◆ **EXERCISE INSTRUCTIONS**:
Return all the data, word for word.

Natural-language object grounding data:
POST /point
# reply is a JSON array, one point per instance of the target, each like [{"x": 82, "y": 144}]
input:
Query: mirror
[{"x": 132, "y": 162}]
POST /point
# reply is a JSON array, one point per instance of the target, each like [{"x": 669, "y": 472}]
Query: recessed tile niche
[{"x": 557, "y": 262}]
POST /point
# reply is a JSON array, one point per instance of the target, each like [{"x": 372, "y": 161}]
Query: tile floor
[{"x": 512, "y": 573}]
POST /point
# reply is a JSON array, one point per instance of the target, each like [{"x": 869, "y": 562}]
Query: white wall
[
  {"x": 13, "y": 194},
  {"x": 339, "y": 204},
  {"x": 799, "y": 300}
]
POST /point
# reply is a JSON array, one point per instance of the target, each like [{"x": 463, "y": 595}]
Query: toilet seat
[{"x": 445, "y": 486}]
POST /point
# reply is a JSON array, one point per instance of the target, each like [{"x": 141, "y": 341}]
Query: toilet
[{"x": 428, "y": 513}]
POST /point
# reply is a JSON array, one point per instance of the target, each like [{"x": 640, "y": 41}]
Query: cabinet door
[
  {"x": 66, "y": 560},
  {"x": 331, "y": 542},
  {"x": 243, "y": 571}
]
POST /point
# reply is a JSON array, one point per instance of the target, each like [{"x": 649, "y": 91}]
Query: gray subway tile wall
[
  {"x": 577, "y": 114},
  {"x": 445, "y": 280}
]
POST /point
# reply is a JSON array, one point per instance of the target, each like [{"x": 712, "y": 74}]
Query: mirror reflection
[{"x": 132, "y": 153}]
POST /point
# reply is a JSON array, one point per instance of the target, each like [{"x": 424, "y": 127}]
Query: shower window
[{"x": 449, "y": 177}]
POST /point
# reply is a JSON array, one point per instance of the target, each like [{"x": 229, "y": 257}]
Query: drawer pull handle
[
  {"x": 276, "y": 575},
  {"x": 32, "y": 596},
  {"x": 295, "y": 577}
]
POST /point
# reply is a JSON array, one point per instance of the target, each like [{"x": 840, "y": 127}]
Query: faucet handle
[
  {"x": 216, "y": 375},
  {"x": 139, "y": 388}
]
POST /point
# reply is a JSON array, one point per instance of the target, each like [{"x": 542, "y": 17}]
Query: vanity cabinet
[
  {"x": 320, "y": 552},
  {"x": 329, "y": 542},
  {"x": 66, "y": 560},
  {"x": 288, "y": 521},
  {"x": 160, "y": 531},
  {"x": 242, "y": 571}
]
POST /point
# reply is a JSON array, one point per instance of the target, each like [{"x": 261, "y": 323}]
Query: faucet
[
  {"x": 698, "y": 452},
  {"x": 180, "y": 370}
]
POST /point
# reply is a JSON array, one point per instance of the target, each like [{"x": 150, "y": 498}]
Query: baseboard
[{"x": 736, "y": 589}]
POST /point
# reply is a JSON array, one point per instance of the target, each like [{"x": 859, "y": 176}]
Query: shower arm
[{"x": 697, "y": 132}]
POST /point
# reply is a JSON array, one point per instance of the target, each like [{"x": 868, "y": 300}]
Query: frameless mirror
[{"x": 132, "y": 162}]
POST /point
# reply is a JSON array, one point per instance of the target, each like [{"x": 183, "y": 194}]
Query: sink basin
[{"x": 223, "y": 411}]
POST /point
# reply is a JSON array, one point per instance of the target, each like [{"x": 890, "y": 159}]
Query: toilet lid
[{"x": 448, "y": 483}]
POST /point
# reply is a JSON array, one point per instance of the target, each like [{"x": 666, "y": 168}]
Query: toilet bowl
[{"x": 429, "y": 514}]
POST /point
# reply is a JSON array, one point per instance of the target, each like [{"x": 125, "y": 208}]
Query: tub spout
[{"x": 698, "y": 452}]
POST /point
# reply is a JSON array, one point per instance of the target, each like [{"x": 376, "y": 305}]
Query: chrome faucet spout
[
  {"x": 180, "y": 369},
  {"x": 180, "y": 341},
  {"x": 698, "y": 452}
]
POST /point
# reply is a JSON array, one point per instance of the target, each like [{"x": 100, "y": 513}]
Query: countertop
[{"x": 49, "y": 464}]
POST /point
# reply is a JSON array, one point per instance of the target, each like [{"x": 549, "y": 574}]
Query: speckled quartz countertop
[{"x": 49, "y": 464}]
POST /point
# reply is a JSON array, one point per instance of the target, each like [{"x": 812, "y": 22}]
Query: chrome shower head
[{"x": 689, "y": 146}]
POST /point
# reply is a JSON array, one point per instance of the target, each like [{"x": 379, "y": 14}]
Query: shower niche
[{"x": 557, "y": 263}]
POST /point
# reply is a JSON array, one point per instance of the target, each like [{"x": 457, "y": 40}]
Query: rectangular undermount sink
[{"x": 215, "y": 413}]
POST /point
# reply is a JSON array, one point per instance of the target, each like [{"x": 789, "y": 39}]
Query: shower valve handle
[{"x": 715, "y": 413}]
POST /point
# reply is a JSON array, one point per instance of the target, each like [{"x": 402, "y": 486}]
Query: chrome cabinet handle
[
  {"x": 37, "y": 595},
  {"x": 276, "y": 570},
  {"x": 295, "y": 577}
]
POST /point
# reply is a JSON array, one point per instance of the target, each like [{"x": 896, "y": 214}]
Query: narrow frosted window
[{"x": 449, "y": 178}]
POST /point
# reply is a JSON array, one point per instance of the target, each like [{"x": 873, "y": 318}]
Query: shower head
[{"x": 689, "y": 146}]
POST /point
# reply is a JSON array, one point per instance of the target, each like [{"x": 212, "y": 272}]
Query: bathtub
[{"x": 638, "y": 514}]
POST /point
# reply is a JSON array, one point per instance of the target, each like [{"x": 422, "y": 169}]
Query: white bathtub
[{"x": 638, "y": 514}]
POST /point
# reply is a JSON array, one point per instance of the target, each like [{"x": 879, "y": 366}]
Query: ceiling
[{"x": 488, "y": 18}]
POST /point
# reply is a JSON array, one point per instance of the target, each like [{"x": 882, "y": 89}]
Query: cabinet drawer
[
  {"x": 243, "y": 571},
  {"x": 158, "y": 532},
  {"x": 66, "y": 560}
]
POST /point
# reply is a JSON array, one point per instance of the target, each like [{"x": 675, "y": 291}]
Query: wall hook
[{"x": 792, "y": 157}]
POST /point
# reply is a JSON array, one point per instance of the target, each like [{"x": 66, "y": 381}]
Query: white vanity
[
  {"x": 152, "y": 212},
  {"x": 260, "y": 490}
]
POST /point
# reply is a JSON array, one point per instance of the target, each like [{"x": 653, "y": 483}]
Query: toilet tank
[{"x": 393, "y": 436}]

◆ **OUTPUT FOR THIS TASK**:
POST /point
# reply is a JSON array, one point per instance of the target, each like [{"x": 82, "y": 144}]
input:
Query: mirror
[{"x": 132, "y": 162}]
POST /point
# reply is a JSON array, one point per instance of the target, each like [{"x": 669, "y": 472}]
Query: recessed tile niche
[{"x": 557, "y": 262}]
POST /point
# reply is a JSON array, one point per instance of the target, each like [{"x": 372, "y": 161}]
Query: tile floor
[{"x": 512, "y": 573}]
POST /point
# reply is a JSON array, one point per instance of the target, each like [{"x": 869, "y": 562}]
Query: white wall
[
  {"x": 13, "y": 194},
  {"x": 339, "y": 204},
  {"x": 799, "y": 300}
]
POST /point
# reply is a JSON array, one point per instance of the target, each like [{"x": 463, "y": 595}]
Query: toilet seat
[{"x": 445, "y": 486}]
POST /point
# reply is a JSON array, one point per instance of the target, each like [{"x": 141, "y": 341}]
Query: toilet
[{"x": 428, "y": 513}]
POST /point
# reply is a JSON array, one point per instance of the target, each like [{"x": 640, "y": 41}]
Query: cabinet door
[
  {"x": 66, "y": 560},
  {"x": 331, "y": 542},
  {"x": 243, "y": 571}
]
POST /point
# reply is a JSON array, one point per instance of the target, each like [{"x": 649, "y": 91}]
Query: gray subway tile wall
[
  {"x": 577, "y": 114},
  {"x": 445, "y": 280}
]
POST /point
# reply is a JSON array, one point per instance of the target, each like [{"x": 712, "y": 74}]
Query: mirror reflection
[{"x": 132, "y": 153}]
POST /point
# reply is a JSON array, one point per instance of the target, each like [{"x": 424, "y": 127}]
Query: shower window
[{"x": 449, "y": 177}]
POST /point
# reply is a JSON array, one point per instance of the target, each like [{"x": 229, "y": 257}]
Query: drawer pull handle
[
  {"x": 276, "y": 575},
  {"x": 32, "y": 596},
  {"x": 295, "y": 577}
]
POST /point
# reply is a JSON array, one point per instance of the target, each like [{"x": 840, "y": 127}]
Query: faucet handle
[
  {"x": 216, "y": 375},
  {"x": 139, "y": 388}
]
POST /point
# reply is a JSON array, one point per instance of the target, each like [{"x": 542, "y": 17}]
Query: vanity cabinet
[
  {"x": 320, "y": 552},
  {"x": 329, "y": 542},
  {"x": 66, "y": 560},
  {"x": 288, "y": 521},
  {"x": 160, "y": 531},
  {"x": 242, "y": 571}
]
POST /point
# reply is a JSON array, one point per instance of the target, each like [{"x": 261, "y": 323}]
Query: faucet
[
  {"x": 698, "y": 452},
  {"x": 180, "y": 370}
]
POST /point
# reply is a JSON array, one point per instance of the target, each like [{"x": 150, "y": 498}]
Query: baseboard
[{"x": 736, "y": 589}]
POST /point
# reply is a JSON array, one point per instance of the target, each like [{"x": 859, "y": 176}]
Query: shower arm
[{"x": 697, "y": 132}]
POST /point
# reply is a JSON array, one point per instance of the target, each like [{"x": 868, "y": 300}]
Query: frameless mirror
[{"x": 132, "y": 162}]
POST /point
# reply is a JSON array, one point per instance of the target, each like [{"x": 183, "y": 194}]
Query: sink basin
[{"x": 223, "y": 411}]
POST /point
# reply is a JSON array, one point per instance of the target, each like [{"x": 890, "y": 159}]
Query: toilet lid
[{"x": 448, "y": 483}]
POST /point
# reply is a JSON array, one point per instance of the target, each like [{"x": 666, "y": 168}]
Query: toilet bowl
[{"x": 429, "y": 514}]
POST /point
# reply is a JSON array, one point per instance of the target, each like [{"x": 125, "y": 208}]
Query: tub spout
[{"x": 698, "y": 452}]
POST /point
# reply is a JSON array, one point per instance of the target, each like [{"x": 376, "y": 305}]
Query: chrome faucet spout
[
  {"x": 180, "y": 369},
  {"x": 180, "y": 341},
  {"x": 698, "y": 452}
]
POST /point
# reply is a JSON array, one point per instance of the target, each like [{"x": 100, "y": 513}]
Query: countertop
[{"x": 49, "y": 464}]
POST /point
# reply is a JSON array, one point per instance of the target, each like [{"x": 549, "y": 574}]
Query: speckled quartz countertop
[{"x": 49, "y": 464}]
POST /point
# reply is a JSON array, one point per instance of the target, each like [{"x": 812, "y": 22}]
Query: chrome shower head
[{"x": 689, "y": 146}]
POST /point
# reply is a JSON array, one point per instance of the target, each like [{"x": 379, "y": 14}]
Query: shower niche
[{"x": 557, "y": 263}]
POST /point
# reply is a JSON array, one point per instance of the target, each like [{"x": 457, "y": 40}]
Query: rectangular undermount sink
[{"x": 215, "y": 413}]
POST /point
# reply is a JSON array, one point per instance of the target, each like [{"x": 789, "y": 39}]
Query: shower valve handle
[{"x": 715, "y": 413}]
POST /point
# reply is a JSON array, one point per instance of the target, each like [{"x": 402, "y": 486}]
Query: chrome cabinet handle
[
  {"x": 37, "y": 595},
  {"x": 276, "y": 570},
  {"x": 295, "y": 577}
]
POST /point
# reply is a JSON array, one point per instance of the target, each like [{"x": 896, "y": 214}]
Query: narrow frosted window
[{"x": 449, "y": 178}]
POST /point
# reply is a JSON array, one point per instance of the target, each like [{"x": 873, "y": 318}]
Query: shower head
[{"x": 689, "y": 146}]
POST /point
# reply is a JSON array, one point per instance of the target, each like [{"x": 212, "y": 272}]
Query: bathtub
[{"x": 638, "y": 514}]
POST /point
# reply is a JSON array, one point per instance of the target, each like [{"x": 422, "y": 169}]
Query: white bathtub
[{"x": 638, "y": 514}]
POST /point
# reply is a JSON array, one point per instance of the target, each like [{"x": 879, "y": 366}]
Query: ceiling
[{"x": 488, "y": 18}]
POST /point
# reply is a JSON array, one point per instance of the target, each like [{"x": 882, "y": 89}]
Query: cabinet drawer
[
  {"x": 243, "y": 571},
  {"x": 158, "y": 532},
  {"x": 66, "y": 560}
]
POST /point
# reply is a JSON array, one point per instance of the target, each like [{"x": 675, "y": 291}]
Query: wall hook
[{"x": 792, "y": 157}]
POST /point
# reply is a JSON array, one point per instance of the target, each like [{"x": 66, "y": 381}]
Query: white vanity
[
  {"x": 152, "y": 212},
  {"x": 260, "y": 490}
]
POST /point
# reply is a JSON array, one point per instance of the target, each like [{"x": 653, "y": 483}]
Query: toilet tank
[{"x": 393, "y": 436}]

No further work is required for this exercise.